===== Working data =====

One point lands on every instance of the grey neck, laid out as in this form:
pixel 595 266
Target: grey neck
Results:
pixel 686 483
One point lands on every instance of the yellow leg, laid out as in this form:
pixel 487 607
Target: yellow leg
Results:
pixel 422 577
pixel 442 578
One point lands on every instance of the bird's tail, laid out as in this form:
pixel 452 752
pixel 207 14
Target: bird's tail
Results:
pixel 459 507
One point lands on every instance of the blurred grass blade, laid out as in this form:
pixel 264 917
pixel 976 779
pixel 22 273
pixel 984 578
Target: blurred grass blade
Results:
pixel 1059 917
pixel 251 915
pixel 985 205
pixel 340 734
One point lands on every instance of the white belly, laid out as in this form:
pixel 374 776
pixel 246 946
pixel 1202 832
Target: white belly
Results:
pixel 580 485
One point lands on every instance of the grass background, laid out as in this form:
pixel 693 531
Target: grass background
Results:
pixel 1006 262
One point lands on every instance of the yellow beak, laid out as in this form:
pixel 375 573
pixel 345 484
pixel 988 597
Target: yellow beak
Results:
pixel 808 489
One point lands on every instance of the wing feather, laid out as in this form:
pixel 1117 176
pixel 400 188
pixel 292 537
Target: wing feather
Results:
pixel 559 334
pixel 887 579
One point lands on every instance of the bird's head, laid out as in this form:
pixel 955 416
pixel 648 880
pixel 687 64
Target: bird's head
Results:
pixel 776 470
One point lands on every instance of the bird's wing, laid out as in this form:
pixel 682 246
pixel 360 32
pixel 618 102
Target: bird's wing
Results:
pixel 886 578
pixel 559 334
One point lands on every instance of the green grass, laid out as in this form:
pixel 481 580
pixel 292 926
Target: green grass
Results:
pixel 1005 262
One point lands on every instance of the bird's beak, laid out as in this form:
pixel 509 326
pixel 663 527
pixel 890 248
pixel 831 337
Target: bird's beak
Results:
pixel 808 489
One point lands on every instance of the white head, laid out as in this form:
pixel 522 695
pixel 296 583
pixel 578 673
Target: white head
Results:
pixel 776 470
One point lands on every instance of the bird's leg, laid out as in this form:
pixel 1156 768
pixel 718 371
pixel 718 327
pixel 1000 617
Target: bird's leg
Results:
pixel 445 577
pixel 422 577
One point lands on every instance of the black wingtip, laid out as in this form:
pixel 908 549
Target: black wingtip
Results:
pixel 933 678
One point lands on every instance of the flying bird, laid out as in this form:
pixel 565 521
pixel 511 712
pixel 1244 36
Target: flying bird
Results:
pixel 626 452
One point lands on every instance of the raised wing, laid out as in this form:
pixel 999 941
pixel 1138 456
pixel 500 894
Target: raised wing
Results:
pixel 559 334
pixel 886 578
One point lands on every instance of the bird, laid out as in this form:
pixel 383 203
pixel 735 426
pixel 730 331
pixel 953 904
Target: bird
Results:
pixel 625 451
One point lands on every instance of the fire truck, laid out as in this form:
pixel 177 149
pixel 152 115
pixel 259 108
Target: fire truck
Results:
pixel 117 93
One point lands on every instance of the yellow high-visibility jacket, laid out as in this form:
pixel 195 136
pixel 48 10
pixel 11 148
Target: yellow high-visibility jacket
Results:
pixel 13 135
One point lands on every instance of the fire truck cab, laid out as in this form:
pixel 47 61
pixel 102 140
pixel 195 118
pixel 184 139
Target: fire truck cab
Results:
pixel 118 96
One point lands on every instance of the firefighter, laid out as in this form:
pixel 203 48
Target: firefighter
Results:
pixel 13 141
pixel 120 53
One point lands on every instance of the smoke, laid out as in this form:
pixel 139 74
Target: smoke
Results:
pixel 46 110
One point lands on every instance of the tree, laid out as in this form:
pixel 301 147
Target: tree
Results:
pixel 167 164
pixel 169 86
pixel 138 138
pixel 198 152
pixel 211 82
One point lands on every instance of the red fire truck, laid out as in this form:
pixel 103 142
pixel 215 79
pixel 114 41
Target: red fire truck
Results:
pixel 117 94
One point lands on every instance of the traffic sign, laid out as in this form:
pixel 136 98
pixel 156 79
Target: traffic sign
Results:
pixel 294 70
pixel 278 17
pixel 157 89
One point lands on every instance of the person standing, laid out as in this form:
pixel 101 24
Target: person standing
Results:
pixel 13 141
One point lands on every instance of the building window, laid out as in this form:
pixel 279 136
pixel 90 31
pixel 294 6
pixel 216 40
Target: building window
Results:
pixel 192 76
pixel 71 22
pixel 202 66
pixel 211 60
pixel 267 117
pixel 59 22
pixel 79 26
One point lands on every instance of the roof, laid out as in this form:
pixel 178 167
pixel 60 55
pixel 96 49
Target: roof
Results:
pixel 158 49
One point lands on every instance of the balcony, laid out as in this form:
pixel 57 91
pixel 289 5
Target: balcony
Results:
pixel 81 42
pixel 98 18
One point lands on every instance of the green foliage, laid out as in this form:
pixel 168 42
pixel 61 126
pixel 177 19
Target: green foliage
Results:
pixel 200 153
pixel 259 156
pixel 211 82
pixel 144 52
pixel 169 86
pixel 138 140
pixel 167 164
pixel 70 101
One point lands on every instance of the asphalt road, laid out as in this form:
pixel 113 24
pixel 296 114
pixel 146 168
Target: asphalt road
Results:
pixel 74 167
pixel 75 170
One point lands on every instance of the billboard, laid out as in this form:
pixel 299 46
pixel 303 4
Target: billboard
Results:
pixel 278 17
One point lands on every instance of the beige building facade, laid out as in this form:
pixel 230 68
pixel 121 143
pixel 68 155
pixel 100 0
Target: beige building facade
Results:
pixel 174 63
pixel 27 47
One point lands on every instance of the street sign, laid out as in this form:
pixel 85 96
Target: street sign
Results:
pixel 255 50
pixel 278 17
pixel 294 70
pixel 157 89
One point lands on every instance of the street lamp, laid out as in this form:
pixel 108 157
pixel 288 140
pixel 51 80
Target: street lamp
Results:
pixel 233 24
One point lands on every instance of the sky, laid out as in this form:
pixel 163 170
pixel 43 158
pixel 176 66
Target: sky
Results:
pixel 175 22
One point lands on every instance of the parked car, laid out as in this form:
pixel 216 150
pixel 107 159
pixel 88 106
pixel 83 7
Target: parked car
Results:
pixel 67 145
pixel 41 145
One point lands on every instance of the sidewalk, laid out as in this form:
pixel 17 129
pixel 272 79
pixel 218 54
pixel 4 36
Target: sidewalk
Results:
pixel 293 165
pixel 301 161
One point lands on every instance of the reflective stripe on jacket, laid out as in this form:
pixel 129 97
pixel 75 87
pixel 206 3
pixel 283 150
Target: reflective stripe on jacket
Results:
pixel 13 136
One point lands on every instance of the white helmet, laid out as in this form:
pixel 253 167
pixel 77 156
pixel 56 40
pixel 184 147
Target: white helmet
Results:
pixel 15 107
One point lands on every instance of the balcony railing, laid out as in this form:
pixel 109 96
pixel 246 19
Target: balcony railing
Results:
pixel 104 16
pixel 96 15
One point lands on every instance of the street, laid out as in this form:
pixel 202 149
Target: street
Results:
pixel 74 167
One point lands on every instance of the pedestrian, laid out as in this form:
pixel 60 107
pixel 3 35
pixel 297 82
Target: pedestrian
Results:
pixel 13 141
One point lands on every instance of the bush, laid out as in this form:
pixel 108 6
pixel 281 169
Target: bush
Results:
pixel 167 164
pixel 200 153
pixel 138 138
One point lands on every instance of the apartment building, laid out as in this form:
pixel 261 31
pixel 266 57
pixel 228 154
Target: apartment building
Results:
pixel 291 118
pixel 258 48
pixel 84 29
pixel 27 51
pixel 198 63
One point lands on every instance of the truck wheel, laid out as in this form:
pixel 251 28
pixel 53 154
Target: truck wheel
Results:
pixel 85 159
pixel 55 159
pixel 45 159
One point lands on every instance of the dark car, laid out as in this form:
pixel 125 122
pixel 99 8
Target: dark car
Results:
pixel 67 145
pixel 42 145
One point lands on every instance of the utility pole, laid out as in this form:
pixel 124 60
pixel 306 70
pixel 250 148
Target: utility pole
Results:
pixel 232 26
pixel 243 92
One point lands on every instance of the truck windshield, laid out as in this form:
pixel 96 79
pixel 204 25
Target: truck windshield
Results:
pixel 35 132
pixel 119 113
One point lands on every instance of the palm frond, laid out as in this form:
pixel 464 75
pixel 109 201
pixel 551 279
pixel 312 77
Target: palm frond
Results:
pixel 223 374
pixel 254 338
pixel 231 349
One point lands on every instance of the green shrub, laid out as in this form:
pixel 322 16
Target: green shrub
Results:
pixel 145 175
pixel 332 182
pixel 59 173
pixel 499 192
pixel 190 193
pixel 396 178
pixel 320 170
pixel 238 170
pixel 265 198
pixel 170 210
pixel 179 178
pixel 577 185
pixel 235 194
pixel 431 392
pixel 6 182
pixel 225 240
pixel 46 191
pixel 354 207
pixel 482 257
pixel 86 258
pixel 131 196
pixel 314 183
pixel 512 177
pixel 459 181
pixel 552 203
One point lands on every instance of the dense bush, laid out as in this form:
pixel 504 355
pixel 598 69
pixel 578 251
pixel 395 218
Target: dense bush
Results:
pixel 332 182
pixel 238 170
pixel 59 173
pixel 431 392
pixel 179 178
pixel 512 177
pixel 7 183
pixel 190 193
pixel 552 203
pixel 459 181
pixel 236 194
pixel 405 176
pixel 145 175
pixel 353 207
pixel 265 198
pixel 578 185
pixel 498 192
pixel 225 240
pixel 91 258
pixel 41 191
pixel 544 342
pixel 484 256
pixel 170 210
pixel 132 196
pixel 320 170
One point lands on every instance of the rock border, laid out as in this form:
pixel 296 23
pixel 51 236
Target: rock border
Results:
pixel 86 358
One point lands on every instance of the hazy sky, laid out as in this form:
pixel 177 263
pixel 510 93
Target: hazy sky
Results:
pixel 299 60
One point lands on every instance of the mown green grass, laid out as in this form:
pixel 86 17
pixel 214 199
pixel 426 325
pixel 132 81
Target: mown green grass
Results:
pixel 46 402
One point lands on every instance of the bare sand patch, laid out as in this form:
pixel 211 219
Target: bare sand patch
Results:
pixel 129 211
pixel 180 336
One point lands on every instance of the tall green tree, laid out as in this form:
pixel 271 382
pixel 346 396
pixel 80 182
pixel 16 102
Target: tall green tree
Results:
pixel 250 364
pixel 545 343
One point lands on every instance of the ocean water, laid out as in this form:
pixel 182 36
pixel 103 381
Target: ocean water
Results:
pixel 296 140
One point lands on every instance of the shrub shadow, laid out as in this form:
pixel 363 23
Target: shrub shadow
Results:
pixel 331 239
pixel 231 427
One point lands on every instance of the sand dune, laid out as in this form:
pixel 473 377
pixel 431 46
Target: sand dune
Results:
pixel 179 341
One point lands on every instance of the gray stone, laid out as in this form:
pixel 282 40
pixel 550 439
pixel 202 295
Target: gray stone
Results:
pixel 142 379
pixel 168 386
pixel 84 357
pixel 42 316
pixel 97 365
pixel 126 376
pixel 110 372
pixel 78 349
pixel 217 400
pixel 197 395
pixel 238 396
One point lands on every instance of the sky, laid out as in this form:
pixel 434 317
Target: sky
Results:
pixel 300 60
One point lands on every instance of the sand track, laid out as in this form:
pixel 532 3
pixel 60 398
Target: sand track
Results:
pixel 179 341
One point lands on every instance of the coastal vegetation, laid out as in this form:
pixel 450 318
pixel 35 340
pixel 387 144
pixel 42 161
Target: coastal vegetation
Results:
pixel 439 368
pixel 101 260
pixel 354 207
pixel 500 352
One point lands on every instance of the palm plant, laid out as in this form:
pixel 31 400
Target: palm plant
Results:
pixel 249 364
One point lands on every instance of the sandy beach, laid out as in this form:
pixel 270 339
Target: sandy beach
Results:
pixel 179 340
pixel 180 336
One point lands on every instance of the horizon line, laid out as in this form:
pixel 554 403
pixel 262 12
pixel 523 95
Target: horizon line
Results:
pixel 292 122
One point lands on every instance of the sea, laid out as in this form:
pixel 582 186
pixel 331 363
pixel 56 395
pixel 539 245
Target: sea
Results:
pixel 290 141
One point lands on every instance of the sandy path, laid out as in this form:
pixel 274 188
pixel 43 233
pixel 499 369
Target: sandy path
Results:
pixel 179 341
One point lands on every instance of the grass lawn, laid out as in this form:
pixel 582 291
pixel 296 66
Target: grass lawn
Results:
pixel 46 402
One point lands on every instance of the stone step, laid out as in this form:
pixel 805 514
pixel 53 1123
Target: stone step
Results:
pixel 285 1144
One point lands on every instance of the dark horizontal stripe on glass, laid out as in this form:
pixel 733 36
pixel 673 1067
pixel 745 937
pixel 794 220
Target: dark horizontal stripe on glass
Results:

=====

◆ Work item
With the first line being the one containing "One point lands on every instance of the street lamp, laid" and the last line the one containing "pixel 246 19", transcribe exactly the lines above that fall in that range.

◆ Solution
One point lands on every instance of the street lamp, laid out as in this form:
pixel 108 157
pixel 288 140
pixel 51 80
Target: street lamp
Results:
pixel 233 24
One point lands on every instance of the sky, laid out as in this form:
pixel 163 170
pixel 43 158
pixel 176 66
Target: sky
Results:
pixel 175 22
One point lands on every instance of the parked car, laid out as in this form:
pixel 216 150
pixel 107 159
pixel 88 106
pixel 83 7
Target: parked car
Results:
pixel 67 145
pixel 41 145
One point lands on every instance of the sidewalk, laid out as in this form:
pixel 17 129
pixel 272 79
pixel 218 54
pixel 4 36
Target: sidewalk
Results:
pixel 293 165
pixel 301 161
One point lands on every instance of the reflective stripe on jacket, laid out as in this form:
pixel 129 97
pixel 75 87
pixel 206 3
pixel 283 150
Target: reflective stripe on jacket
Results:
pixel 13 136
One point lands on every instance of the white helmet, laid out as in this form:
pixel 253 167
pixel 77 156
pixel 56 40
pixel 184 147
Target: white helmet
Results:
pixel 15 107
One point lands on every instance of the balcony railing, laid out as in this form:
pixel 109 96
pixel 246 19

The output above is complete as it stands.